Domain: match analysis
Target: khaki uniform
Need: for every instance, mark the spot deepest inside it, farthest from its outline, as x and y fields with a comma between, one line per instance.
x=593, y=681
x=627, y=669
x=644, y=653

**Your objective**:
Lay out the rows above as a two-column CSV headed request and answer, with one line for each row. Put each row's text and its answer in their own quoted fields, and replace every line break with a space.

**Written solution**:
request,answer
"Domain: match analysis Target: khaki uniform Need: for every instance, mark the spot deepest inside it, farthest from its outline, as x and y fields with a comma between, one line per instance.","x=593, y=681 x=627, y=669 x=644, y=653"